---------- Material for this exercise

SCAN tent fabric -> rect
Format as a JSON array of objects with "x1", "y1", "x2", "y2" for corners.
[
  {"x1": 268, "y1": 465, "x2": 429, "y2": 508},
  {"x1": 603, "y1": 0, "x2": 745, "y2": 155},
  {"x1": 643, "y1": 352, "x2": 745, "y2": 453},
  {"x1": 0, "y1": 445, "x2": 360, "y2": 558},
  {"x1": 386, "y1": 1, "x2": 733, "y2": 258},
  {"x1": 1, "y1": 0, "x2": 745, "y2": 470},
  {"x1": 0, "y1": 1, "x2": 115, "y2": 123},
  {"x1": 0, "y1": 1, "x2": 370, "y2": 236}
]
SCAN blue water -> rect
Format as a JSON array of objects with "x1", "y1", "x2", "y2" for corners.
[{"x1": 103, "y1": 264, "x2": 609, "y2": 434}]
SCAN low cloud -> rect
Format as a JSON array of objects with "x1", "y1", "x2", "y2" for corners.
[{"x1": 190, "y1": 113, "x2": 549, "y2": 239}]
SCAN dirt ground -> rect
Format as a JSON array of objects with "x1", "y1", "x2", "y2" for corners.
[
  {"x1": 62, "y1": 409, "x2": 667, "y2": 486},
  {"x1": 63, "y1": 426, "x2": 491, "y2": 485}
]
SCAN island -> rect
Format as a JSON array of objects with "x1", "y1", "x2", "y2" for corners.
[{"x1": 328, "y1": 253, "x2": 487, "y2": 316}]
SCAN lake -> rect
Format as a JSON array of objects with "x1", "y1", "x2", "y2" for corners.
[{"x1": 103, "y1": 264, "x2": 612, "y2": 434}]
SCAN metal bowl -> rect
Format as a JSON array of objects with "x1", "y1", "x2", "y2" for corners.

--------------------

Filter the entries down to the lines that include the string "rect".

SCAN tent fabric -> rect
SCAN blue water -> rect
SCAN low cloud -> rect
SCAN dirt ground -> rect
SCAN island -> rect
SCAN lake -> rect
SCAN metal bowl -> rect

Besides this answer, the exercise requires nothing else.